A block of data:
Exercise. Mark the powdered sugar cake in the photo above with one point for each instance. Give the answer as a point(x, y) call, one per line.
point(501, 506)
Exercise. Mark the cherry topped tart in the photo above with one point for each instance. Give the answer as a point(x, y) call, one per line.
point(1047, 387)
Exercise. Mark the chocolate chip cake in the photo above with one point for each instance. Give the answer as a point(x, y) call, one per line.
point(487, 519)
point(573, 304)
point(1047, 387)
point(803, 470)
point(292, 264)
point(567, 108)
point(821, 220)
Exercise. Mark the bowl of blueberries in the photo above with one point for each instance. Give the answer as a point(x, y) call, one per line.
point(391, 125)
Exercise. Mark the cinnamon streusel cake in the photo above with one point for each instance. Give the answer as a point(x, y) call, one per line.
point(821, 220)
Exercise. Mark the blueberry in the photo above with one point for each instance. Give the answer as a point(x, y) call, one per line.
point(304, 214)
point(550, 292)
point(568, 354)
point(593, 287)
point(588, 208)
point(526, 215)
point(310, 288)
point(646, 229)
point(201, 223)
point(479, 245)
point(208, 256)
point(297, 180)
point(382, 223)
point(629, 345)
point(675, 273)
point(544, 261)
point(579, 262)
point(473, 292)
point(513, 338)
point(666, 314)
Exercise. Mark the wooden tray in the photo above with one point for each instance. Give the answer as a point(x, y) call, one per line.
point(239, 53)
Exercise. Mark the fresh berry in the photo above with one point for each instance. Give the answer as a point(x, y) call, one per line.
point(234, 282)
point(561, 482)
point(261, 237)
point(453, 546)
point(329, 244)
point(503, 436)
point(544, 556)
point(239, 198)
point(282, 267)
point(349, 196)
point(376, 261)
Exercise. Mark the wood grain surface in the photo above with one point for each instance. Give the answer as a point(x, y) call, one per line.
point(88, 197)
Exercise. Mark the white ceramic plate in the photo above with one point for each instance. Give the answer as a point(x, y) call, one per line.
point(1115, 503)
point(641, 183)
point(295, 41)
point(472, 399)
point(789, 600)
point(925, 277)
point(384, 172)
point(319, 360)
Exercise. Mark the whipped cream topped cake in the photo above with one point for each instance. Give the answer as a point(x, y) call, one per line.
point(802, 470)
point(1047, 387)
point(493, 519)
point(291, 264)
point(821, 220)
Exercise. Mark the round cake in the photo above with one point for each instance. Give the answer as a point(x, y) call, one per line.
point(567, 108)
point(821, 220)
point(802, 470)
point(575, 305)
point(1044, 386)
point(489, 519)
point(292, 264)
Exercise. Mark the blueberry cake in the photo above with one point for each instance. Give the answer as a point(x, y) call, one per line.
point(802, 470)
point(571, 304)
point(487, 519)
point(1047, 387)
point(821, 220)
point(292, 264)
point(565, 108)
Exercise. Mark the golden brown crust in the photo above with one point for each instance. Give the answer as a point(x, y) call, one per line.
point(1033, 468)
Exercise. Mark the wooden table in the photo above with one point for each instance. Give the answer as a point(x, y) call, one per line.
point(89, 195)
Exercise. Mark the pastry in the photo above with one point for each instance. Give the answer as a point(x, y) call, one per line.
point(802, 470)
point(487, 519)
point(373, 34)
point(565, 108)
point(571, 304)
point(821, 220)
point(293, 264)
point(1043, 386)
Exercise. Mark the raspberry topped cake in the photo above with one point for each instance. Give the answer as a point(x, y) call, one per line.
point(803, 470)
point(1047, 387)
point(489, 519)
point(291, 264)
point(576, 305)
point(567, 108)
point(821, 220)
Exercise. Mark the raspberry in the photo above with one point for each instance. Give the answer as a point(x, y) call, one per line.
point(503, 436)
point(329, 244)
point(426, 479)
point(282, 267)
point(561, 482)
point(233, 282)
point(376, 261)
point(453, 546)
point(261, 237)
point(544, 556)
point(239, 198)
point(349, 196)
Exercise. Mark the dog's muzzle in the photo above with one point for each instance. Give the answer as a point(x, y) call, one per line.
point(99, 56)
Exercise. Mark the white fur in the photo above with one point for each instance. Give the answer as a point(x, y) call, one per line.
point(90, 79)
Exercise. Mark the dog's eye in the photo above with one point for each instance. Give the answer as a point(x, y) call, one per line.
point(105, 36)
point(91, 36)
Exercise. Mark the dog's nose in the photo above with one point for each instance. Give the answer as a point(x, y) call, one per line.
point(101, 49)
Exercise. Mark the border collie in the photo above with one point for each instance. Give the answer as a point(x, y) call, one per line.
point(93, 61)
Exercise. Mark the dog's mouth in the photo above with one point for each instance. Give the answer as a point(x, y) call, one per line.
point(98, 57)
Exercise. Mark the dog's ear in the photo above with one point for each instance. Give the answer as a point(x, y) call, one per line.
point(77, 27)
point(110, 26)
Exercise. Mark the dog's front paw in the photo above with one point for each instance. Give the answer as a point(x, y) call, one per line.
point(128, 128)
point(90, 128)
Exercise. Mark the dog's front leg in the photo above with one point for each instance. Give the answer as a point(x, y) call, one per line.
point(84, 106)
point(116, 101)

▶ Job: Copy out the material again word for word, from the line that contains "Exercise. Mark the dog's eye" through the last line of the material, including both ends.

▶ Worked answer:
Exercise. Mark the dog's eye in the photo above with one point for each instance. Give the answer as a point(x, y) call, one per line.
point(105, 36)
point(91, 36)
Exercise. Mark the dog's nose in the photo above with one point for each instance. Give the answer as a point(x, y) call, one per line.
point(101, 49)
Exercise. Mark the border collie in the photo above with one point for each instance. Give the answer as a point(x, y) call, one per line.
point(93, 61)
Exercise. Mark the dog's mouth in the photo above with one point for each instance. Give the answer as a point(x, y) call, one per line.
point(98, 57)
Exercise. Mark the dog's ear in the photo above with one point for each instance. Give the answer as a point(x, y) call, one per line.
point(77, 27)
point(110, 26)
Exercise. Mark the dog's front paw in the photo above with one point for each instance. Give the answer as a point(x, y) call, one per line.
point(128, 128)
point(90, 128)
Exercise. Mark the dog's front leg in the photo above with one point for each instance. Give the answer as a point(x, y) call, one per line.
point(84, 106)
point(116, 101)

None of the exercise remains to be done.